**DATASET RECORDS**
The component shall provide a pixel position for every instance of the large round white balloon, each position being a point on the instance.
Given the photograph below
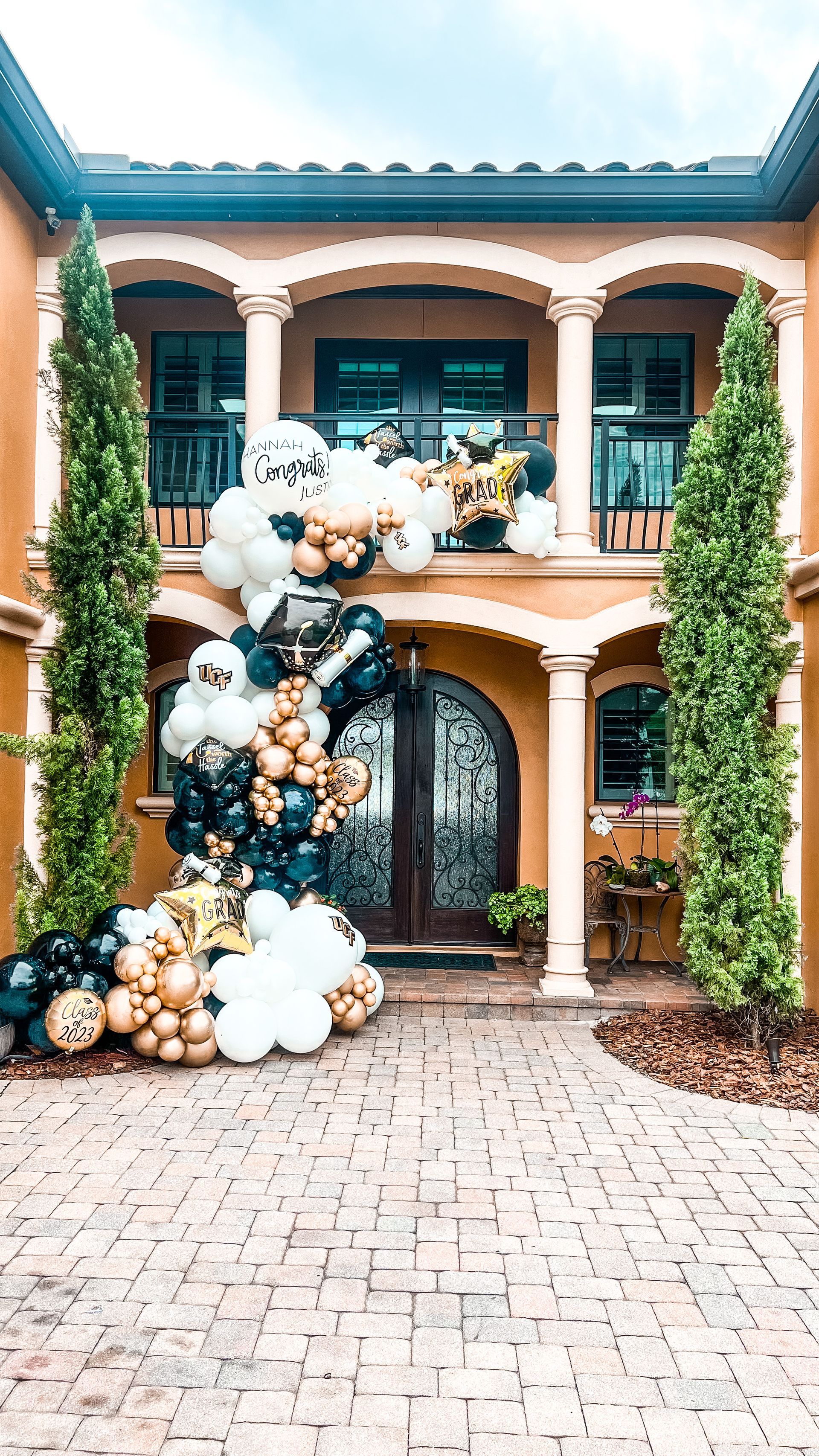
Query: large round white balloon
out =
(303, 1021)
(319, 942)
(223, 565)
(286, 466)
(411, 546)
(233, 721)
(217, 670)
(247, 1029)
(229, 516)
(436, 510)
(267, 557)
(264, 910)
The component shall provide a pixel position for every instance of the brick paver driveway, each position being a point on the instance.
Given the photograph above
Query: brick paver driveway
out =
(453, 1237)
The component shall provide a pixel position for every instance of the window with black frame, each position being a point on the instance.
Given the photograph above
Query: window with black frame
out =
(633, 736)
(165, 764)
(197, 401)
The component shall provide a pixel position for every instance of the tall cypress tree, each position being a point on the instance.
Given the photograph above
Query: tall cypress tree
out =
(104, 568)
(726, 651)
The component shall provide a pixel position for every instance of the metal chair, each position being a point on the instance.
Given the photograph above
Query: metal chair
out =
(601, 909)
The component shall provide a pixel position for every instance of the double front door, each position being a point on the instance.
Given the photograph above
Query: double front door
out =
(417, 861)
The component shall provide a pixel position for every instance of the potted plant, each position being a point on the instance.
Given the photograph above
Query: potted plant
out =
(527, 908)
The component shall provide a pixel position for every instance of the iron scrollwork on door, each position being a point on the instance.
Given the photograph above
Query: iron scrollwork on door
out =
(361, 858)
(465, 808)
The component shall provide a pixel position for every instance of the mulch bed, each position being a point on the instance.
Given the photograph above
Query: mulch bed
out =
(79, 1065)
(705, 1053)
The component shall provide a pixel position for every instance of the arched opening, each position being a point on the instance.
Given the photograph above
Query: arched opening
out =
(417, 860)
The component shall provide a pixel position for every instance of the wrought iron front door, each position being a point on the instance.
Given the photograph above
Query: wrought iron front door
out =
(418, 860)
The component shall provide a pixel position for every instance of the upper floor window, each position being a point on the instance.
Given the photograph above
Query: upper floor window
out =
(198, 373)
(633, 744)
(644, 373)
(165, 764)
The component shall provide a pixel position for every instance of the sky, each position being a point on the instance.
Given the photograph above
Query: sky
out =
(417, 81)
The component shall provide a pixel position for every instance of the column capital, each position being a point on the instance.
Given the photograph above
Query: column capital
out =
(787, 305)
(276, 302)
(587, 306)
(50, 300)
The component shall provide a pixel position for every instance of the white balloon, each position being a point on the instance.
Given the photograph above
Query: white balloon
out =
(233, 721)
(303, 1021)
(187, 694)
(217, 670)
(223, 565)
(286, 466)
(379, 980)
(319, 942)
(187, 721)
(251, 590)
(436, 510)
(409, 548)
(318, 723)
(311, 698)
(527, 535)
(169, 741)
(264, 910)
(247, 1029)
(229, 516)
(261, 607)
(267, 557)
(264, 704)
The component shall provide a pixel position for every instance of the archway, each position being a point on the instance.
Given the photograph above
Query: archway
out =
(417, 861)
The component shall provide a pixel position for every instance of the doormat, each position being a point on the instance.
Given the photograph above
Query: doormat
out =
(430, 962)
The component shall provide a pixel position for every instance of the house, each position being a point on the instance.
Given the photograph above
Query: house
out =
(582, 309)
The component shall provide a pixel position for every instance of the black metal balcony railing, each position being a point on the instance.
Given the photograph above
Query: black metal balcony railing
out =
(194, 458)
(636, 466)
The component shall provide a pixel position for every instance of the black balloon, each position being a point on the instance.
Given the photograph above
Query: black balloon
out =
(308, 861)
(24, 986)
(244, 638)
(265, 667)
(185, 836)
(366, 619)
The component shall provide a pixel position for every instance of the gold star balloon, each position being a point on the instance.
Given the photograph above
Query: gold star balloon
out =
(210, 916)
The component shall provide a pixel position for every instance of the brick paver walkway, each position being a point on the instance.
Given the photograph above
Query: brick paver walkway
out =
(453, 1237)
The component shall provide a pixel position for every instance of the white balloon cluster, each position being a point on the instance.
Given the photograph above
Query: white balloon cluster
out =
(276, 997)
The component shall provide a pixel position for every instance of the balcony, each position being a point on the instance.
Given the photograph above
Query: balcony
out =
(636, 465)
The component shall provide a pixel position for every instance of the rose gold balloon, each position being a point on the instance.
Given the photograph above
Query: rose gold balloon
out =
(309, 561)
(178, 983)
(172, 1049)
(145, 1043)
(133, 962)
(198, 1055)
(197, 1027)
(165, 1023)
(118, 1011)
(293, 734)
(277, 761)
(355, 1018)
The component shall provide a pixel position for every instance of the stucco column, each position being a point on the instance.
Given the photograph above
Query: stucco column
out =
(565, 967)
(575, 320)
(789, 711)
(264, 315)
(786, 314)
(47, 461)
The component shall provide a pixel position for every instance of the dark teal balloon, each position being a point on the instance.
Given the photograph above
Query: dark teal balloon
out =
(309, 860)
(24, 986)
(299, 807)
(265, 669)
(364, 619)
(185, 836)
(244, 638)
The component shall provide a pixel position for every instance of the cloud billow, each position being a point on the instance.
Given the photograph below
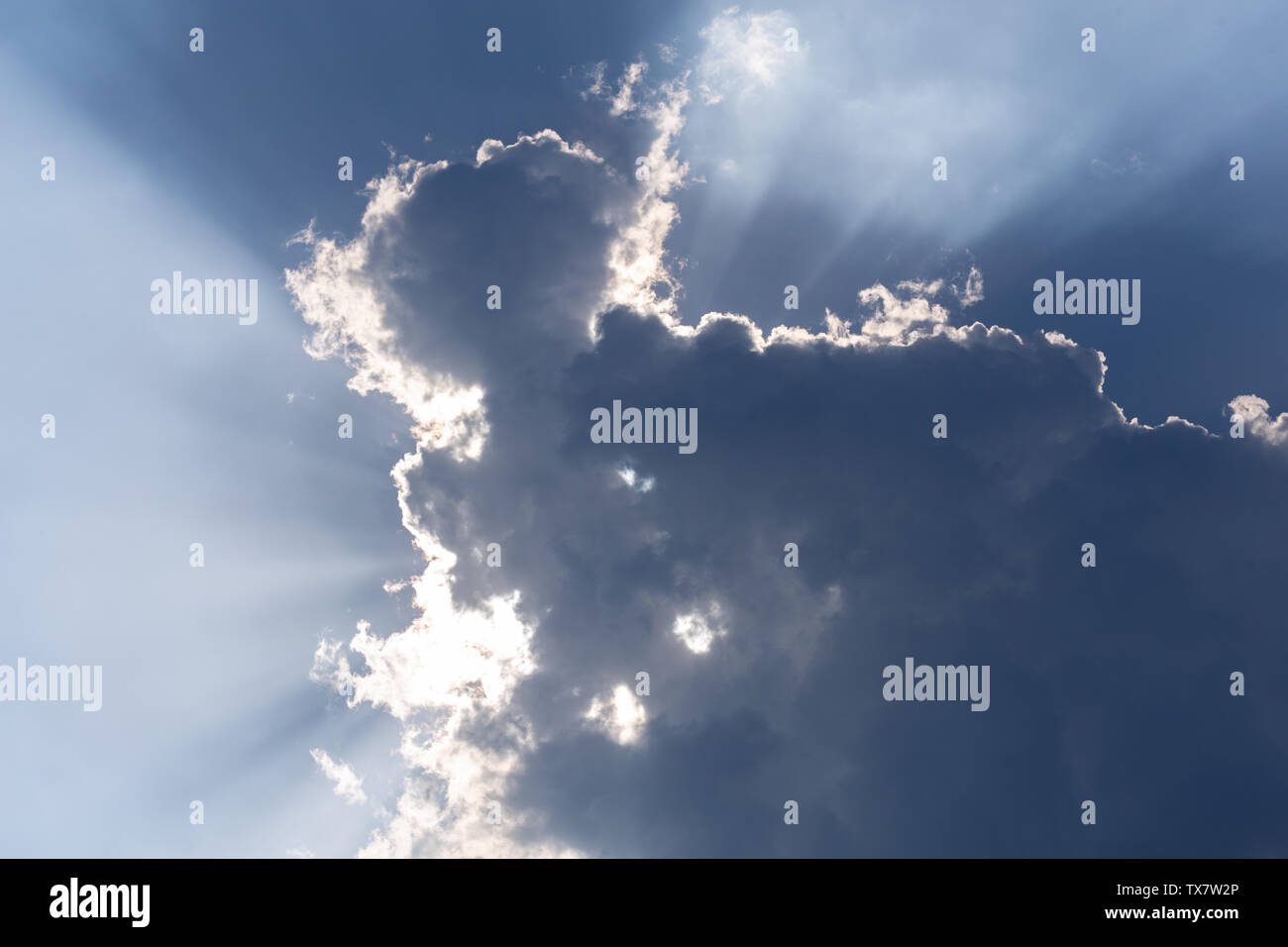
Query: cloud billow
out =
(1108, 684)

**WHAT IS NEEDED**
Your task is to retype all the entries exactly and leave out any pictures.

**WRITTEN RESPONSE**
The component shall provide a pixel position for every instance of the large round white balloon, each position being a point on the instance.
Given the photograph below
Query: large round white balloon
out =
(303, 1021)
(319, 942)
(223, 565)
(286, 466)
(411, 546)
(233, 721)
(217, 670)
(247, 1029)
(229, 516)
(436, 510)
(267, 557)
(264, 910)
The component shall provide a pixel position for every instance of the brick paver driveway, each position being a point on the instance.
Given the photograph above
Query: brick paver driveway
out =
(453, 1237)
The component shall provide a pixel position for every instance of the window with black frame, each position being a point on the instance.
Given the photograph above
Query: window with black frame
out =
(633, 736)
(165, 764)
(197, 401)
The component shall provide a pixel position for every instance of the tall cypress tree, each position being a point on the instance.
Given the photograph above
Query: tall cypress tree
out =
(104, 568)
(726, 651)
The component shall provide a pixel position for every instance of the metal chair, each position being a point on the instance.
Given the photograph above
Query: metal chair
out =
(601, 909)
The component shall provide a pixel position for every instance of the double front door, each position being a point on the instance.
Given the photograph above
Query: double front door
out =
(417, 861)
The component shall provide a pixel position for every instance of the potted plant, each position being a point on the instance.
Given the photograph above
Query: potted plant
out =
(527, 908)
The component shall provide a pixel position for every instance of the iron scrollwork on door, each position being a point on the instance.
Given the photograph above
Query: iron scrollwork on door
out =
(361, 858)
(465, 808)
The component shall provide a pixel position for every instance of the mulch bed, each position being a point on the instance.
Given the photograph above
Query: mulch bed
out =
(79, 1065)
(705, 1053)
The component shall provide a pixel position for every instance of the arched opening, each position being a point on the instance.
Given the photograph above
Query: arched opening
out =
(417, 860)
The component shall provide a pixel position for every instance of the wrought iron front door, each position being a point on the instance.
Given the photograph above
Query: wrought iron front door
out =
(418, 860)
The component shall provide a pixel position for every instance of the upper floor window, each position being a point on the instance.
Given the photograph above
Query: upper floor window
out =
(198, 373)
(633, 744)
(644, 373)
(165, 764)
The component shall provide a pixel position for every instance of the sky, each position being a point on the instance.
Given the photograph above
Query: sky
out =
(417, 81)
The component shall provide a pixel position for every instance of the column capital, each position being a point on the instance.
Given the photograph above
Query: column capital
out =
(787, 305)
(276, 302)
(587, 306)
(50, 300)
The component shall provide a pixel position for every instance of the white balloon, each position being a point on the instance.
Given the photograph above
Query: white balloon
out =
(233, 721)
(303, 1021)
(187, 694)
(217, 670)
(223, 565)
(286, 466)
(379, 980)
(319, 942)
(187, 721)
(251, 590)
(436, 510)
(409, 548)
(318, 723)
(311, 698)
(527, 535)
(169, 741)
(264, 910)
(247, 1029)
(229, 516)
(261, 607)
(267, 557)
(264, 704)
The component shall provide a pixel position for every instance of the archway, each position being a point on the instance.
Given the photograph above
Query: archway
out =
(417, 861)
The component shall provide a pixel position for every instance of the doormat, each position being a point on the instance.
Given the photograph above
Query: doormat
out =
(430, 962)
The component shall provide a pixel position for every instance of the house, each position being a point on the instance.
Given the photograph above
Query: house
out =
(582, 309)
The component shall provide a pixel position for every instance of the black metal balcony railing, each position being a point on the instance.
Given the photograph above
Query: black metal balcony railing
out =
(194, 458)
(636, 466)
The component shall provide a pixel position for every instance of the black balloon, each position being a point on the instance.
Given the photograph above
Query: black balloon
out =
(308, 861)
(24, 986)
(244, 638)
(265, 667)
(185, 836)
(366, 619)
The component shall provide a pixel position for every instance of the gold star balloon, each position being a point on the instance.
Given the photograph above
Query: gold star balloon
out =
(210, 916)
The component shall provide a pixel position for every instance of the brick paver walkway, each position being a point on the instance.
Given the photograph above
Query: brick paver walkway
out =
(453, 1237)
The component shall provide a pixel position for every instance of the white balloon cluster, each position being a point on the instance.
Given the photograph above
Query: white balloon cluster
out =
(276, 997)
The component shall provide a pixel position for every instance of the balcony, each position being a point on the instance.
Given the photograph above
Query: balcony
out =
(636, 465)
The component shall provide a pixel position for every instance of the rose gold balloon, each position being a point on the instance.
Given the photograph above
Query: rose gold balloon
out =
(309, 561)
(178, 983)
(172, 1049)
(145, 1043)
(133, 962)
(198, 1055)
(197, 1027)
(165, 1023)
(118, 1011)
(293, 734)
(277, 761)
(355, 1018)
The component shall provide a pixel position for every instance of the stucco column, each position being a point on the instance.
Given the photograph above
Query: stucco column
out =
(565, 967)
(575, 320)
(789, 711)
(264, 315)
(786, 314)
(47, 461)
The component shall provide a pixel position for every instance of the dark teal balloon, each position being a point on the instance.
Given the photograph above
Query: dark teal balloon
out =
(309, 860)
(24, 986)
(299, 807)
(265, 669)
(364, 619)
(185, 836)
(244, 638)
The component shall provide a pixel position for every instance of the cloud billow, each position being a point on the instance.
Given the photograph below
Query: cloud billow
out =
(1108, 684)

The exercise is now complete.